**What to produce**. Carry on the passage about a photo's license and its use in IBM's face-recognition dataset, picking up right after its final sentence.

**Source passage**.
-----

So now assume the picture is included in the IBM dataset and it is used to train machine learning algorithms that are being used to train face-recognition software, and let’s further assume that some of those uses are commercial. I would argue that the terms of my licence are still intact. Firstly, the IBM dataset is being offered for free to researchers, so the non-commercial element is maintained. The pictures appear to have maintained the metadata, so I am also being attributed (edit: there is a question of whether the medatada fulfils attribution). The problem starts if my picture is changed in a way that it would be considered a derived work, as this would go against the terms of my licence. There could also be a problem if my picture is used by a researcher for commercial purposes.

Great! As the licence is breached, I can sue the commercial researchers for copyright infringement. Riches beckon!

-----

**Supplied data**.
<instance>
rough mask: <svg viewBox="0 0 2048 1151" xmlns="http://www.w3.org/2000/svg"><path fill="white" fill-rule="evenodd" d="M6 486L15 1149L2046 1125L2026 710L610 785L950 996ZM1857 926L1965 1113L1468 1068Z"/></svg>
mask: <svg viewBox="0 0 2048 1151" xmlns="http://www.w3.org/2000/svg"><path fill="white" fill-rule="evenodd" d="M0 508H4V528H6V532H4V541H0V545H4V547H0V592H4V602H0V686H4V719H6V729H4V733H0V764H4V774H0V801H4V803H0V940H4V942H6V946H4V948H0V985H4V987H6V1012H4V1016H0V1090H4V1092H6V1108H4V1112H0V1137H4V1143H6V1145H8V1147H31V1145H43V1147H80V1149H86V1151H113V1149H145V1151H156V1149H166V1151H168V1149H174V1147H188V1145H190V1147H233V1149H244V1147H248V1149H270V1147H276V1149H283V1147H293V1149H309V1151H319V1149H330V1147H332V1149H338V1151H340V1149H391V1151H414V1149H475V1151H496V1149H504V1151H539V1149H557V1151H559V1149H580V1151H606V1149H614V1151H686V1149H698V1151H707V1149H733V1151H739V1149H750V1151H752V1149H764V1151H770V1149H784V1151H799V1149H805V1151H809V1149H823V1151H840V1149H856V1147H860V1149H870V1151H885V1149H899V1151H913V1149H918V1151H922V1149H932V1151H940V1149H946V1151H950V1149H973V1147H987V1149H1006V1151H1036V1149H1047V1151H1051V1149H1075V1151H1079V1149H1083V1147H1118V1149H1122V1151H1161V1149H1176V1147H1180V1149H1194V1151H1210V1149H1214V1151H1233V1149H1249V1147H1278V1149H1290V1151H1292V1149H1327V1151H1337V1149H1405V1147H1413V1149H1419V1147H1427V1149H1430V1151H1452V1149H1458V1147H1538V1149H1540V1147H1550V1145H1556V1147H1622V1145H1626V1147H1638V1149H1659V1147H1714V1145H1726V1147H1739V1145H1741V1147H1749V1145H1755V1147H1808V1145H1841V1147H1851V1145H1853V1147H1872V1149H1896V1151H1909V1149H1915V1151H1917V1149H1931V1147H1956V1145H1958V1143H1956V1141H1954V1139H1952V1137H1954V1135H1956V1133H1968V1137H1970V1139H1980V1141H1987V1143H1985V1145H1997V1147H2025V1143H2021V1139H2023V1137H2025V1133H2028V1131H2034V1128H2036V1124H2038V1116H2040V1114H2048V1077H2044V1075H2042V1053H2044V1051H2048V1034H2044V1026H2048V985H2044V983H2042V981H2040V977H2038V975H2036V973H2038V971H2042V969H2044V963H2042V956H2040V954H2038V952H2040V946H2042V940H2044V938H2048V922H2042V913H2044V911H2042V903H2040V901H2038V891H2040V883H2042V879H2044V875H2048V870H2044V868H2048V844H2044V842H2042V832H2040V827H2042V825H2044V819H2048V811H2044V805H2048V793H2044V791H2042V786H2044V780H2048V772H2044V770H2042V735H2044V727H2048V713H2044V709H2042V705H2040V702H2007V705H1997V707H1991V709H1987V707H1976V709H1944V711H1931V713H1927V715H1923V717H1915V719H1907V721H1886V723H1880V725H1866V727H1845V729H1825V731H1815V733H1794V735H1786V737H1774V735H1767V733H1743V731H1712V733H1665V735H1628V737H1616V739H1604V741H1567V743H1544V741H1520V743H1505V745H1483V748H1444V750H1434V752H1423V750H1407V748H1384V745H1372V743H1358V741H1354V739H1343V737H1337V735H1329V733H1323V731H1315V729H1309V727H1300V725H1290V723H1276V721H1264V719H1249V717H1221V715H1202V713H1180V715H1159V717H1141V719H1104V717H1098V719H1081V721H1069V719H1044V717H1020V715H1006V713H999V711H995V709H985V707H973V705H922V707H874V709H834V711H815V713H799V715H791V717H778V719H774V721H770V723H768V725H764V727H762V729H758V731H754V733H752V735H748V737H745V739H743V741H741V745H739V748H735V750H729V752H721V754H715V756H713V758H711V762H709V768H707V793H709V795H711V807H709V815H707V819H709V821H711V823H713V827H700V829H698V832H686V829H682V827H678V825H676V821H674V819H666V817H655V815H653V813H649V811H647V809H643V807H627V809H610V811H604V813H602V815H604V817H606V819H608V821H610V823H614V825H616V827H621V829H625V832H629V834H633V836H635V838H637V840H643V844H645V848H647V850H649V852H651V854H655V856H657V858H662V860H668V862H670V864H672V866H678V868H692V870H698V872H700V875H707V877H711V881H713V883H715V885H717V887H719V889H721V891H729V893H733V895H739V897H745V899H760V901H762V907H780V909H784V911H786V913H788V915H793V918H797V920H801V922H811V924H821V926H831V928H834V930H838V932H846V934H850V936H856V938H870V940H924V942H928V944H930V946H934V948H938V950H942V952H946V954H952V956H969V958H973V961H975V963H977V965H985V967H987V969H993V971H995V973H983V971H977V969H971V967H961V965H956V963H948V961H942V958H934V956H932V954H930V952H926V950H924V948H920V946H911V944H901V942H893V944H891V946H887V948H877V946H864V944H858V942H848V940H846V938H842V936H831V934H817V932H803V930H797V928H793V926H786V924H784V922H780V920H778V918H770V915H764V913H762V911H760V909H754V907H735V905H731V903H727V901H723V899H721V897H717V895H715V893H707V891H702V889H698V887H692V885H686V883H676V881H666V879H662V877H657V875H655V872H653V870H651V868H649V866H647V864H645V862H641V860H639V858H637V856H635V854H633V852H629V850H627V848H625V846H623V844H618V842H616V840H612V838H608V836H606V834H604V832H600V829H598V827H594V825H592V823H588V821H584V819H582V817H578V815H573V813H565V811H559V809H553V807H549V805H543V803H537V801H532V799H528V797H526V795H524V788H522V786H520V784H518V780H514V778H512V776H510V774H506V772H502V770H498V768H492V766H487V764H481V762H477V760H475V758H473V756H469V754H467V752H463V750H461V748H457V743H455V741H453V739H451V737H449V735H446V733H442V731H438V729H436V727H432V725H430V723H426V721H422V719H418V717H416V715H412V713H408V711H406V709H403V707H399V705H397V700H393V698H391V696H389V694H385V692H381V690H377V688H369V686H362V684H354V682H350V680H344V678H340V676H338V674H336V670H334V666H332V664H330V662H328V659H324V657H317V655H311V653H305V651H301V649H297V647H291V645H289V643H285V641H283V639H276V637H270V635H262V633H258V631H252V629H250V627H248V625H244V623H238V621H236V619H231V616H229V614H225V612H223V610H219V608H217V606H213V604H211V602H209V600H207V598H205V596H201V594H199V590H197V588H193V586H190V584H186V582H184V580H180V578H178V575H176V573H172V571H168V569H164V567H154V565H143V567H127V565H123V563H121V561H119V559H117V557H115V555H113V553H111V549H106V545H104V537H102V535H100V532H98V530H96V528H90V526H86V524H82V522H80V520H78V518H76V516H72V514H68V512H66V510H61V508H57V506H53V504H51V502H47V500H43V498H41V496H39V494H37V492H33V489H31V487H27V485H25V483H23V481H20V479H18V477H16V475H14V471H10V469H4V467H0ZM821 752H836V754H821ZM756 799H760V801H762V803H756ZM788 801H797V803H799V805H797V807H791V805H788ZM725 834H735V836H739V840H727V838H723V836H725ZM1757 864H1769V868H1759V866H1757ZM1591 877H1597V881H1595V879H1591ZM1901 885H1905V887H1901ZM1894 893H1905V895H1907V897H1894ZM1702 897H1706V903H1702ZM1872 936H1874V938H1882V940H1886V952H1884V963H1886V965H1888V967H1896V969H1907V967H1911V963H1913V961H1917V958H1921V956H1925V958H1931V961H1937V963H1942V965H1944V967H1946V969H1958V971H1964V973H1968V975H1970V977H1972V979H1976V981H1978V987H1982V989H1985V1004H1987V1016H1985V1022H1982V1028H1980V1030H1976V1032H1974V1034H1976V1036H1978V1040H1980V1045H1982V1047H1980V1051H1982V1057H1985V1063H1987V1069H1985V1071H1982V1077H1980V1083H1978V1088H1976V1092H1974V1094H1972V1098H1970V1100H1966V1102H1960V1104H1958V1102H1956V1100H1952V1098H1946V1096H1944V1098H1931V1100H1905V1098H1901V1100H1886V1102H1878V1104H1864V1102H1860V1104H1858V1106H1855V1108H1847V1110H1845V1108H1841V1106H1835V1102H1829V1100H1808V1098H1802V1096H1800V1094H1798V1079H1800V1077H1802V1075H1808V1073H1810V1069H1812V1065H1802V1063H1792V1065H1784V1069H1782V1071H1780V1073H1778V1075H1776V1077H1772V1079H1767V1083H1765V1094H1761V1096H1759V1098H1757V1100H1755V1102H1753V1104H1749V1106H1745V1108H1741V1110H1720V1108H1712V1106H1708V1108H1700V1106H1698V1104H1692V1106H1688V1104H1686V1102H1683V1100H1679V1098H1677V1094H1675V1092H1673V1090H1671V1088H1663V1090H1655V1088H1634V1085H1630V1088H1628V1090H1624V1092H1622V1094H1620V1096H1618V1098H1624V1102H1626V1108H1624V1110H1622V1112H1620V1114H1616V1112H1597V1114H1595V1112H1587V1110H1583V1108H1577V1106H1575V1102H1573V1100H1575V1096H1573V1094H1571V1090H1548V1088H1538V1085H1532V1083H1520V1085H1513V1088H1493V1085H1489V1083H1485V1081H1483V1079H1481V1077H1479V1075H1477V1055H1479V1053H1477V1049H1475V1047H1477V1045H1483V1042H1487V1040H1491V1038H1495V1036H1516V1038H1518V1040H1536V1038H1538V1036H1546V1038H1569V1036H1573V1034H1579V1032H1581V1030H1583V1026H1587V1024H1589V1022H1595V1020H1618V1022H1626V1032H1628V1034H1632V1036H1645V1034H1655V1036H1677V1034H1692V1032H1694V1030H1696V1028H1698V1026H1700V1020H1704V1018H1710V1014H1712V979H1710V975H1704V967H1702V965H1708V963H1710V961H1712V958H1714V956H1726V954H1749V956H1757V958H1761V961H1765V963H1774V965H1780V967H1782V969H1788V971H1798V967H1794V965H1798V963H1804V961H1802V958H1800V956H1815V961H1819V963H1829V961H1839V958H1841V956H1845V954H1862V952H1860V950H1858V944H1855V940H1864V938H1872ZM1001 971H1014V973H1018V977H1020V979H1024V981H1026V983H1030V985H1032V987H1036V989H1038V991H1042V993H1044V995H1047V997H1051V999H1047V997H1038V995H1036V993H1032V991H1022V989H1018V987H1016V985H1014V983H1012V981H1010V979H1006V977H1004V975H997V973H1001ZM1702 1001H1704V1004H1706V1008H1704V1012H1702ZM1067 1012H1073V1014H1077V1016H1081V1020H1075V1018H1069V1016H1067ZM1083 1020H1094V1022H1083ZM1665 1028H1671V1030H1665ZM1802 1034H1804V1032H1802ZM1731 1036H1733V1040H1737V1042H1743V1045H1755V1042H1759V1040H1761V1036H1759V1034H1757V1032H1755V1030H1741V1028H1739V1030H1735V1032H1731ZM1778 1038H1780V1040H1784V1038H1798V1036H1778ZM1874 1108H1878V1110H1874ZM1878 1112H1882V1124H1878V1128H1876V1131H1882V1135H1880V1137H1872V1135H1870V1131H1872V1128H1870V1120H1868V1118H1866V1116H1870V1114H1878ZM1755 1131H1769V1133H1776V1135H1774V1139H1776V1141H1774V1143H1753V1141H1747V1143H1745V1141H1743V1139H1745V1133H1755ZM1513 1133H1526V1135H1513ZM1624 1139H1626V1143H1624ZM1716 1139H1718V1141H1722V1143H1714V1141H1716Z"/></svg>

-----

**Answer to this problem**.
Not so fast. If we were talking about my individual picture, I may have a case, but this is not a single use, this is part of a large dataset of millions of images, and my lone individual picture is of no interest, what matters is the accumulation of images, this is where the value of machine learning resides. And if we take all the pictures as a whole, then the individual terms and conditions of each CC licence are less important. Researchers that have had access to the dataset legitimately by complying with the terms and conditions set out by its creators can reuse these in any way permitted, and as we mentioned, these terms are quite permissive. Furthermore, the IBM and Flickr datasets fall under the protection of fair use in the US, and data mining exceptions where these exist, so researchers that are using them could do so freely, in some cases even for commercial purposes.

This opens up a new question, and that is whether an individual photographer whose picture has been made available in either dataset could sue for copyright infringement. I do not think so. To be able to claim individual infringement, there must be evidence that the image has been used in a way that is in breach of the licence, and these may not be the case, the mere inclusion of an image into a dataset is not a breach of the licence.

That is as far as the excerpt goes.